▶ [EXERCISE 1]: In the passage below about visiting Emerson, list everyone named as a recipient of the letters of introduction that the Rev. W. H. Channing provided.

** Start of TEXT EXTRACT **

This year, however, 1877, gave me the long-desired opportunity. I have recorded in another place [Footnote 1] the main outlines of my visit to Whitman on this occasion, so on that subject I need not say anything further here, except that Whitman as a concrete personality entirely filled out and corroborated the conception of him which one had derived from reading Leaves of Grass. The Rev. W. H. Channing, who was then acting as Unitarian Minister at Leeds, insisted on giving me letters of introduction to various friends of his on that side - Emerson, O. W. Holmes, Russell Lowell, Charles Norton of Harvard and others - of which I made use. Emerson was very charming and friendly. I stayed one night at his house and dined with him and his wife and his daughter Ellen. His failure of memory for names was considerable, and at times painful, and there was the fixed look of age often in his eye; but otherwise he was active in body and full of fun and enjoyment of intellectual life. His eyes greyish-blue, the corners of his lips often drawn upward - altogether a wonderful birdlike look about his face, enhanced by his way of jerking his head forward - the look sometimes very straight and intense, then followed by a charming placid smile like moonlight on the sea. His domestic life seemed admirable. I took a turn in the garden with him in the afternoon and a drive afterwards - saw the 'Minute Man' and the 'old Manse' where his grandfather lived. Then in his library he talked much about books and authors - handling his books in a caressing loving way - and showed me his Upanishad translations, and his verses "If the red slayer thinks he slays," etc. He expressed his admiration for Carlyle and Tennyson; his want of the same for Matthew Arnold; and his plain contempt of Lewes' Life of Goethe. His conversation generally seemed very literary in character and I could not get him to express any views or ideas about America's place and progress. When I spoke of Walt Whitman he made an odd whinnying sound:

"Well, I thought he had some merit at one time: there was a good deal of promise in the first edition - burt he is a wayward fanciful man. I saw him in New York and asked him to dine at my Hotel. He shouted for a 'tin mug' for his beer. Then he had a noisy fire engine society. And he took me there and was like a boy over it, as if there had never been such a thing before." Emerson also took exception to Whitman's metre.

** End of TEXT EXTRACT **
** Start of RECORD EXTRACTS **

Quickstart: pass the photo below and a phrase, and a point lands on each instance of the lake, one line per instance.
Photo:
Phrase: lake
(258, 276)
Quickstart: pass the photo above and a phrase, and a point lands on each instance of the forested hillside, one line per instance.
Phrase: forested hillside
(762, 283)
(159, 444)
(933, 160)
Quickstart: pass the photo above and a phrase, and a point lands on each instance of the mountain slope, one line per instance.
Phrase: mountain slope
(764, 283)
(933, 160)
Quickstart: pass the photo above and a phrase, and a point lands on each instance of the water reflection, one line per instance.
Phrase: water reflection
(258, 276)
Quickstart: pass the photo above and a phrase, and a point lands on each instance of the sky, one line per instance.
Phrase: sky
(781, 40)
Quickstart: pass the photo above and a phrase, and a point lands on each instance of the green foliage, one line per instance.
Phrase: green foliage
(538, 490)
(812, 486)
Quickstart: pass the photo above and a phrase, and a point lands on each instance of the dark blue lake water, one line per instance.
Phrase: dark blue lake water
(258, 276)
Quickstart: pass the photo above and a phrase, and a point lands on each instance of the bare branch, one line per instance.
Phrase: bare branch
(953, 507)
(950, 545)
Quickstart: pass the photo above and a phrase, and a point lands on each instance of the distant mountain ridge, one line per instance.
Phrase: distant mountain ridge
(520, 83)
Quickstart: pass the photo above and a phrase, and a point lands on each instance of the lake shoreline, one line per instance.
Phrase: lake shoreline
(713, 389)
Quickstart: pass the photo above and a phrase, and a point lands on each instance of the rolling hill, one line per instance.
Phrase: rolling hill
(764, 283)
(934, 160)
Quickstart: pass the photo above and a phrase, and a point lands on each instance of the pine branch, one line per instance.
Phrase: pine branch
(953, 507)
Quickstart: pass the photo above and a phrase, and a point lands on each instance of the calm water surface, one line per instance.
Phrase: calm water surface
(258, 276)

** End of RECORD EXTRACTS **

▶ [EXERCISE 2]: Rewrite the stretch of the listing from the line containing "hill, one line per instance." through the end of the listing, replacing "Quickstart" with "Usage" and leaving everything else unchanged. Return only those lines.

▶ [WRITTEN RESPONSE 1]: Emerson, O. W. Holmes, Russell Lowell, Charles Norton of Harvard

▶ [WRITTEN RESPONSE 2]:
Usage: pass the photo above and a phrase, and a point lands on each instance of the rolling hill, one line per instance.
Phrase: rolling hill
(764, 283)
(934, 160)
Usage: pass the photo above and a phrase, and a point lands on each instance of the pine branch, one line per instance.
Phrase: pine branch
(953, 507)
Usage: pass the photo above and a phrase, and a point lands on each instance of the calm water surface, one line per instance.
Phrase: calm water surface
(258, 276)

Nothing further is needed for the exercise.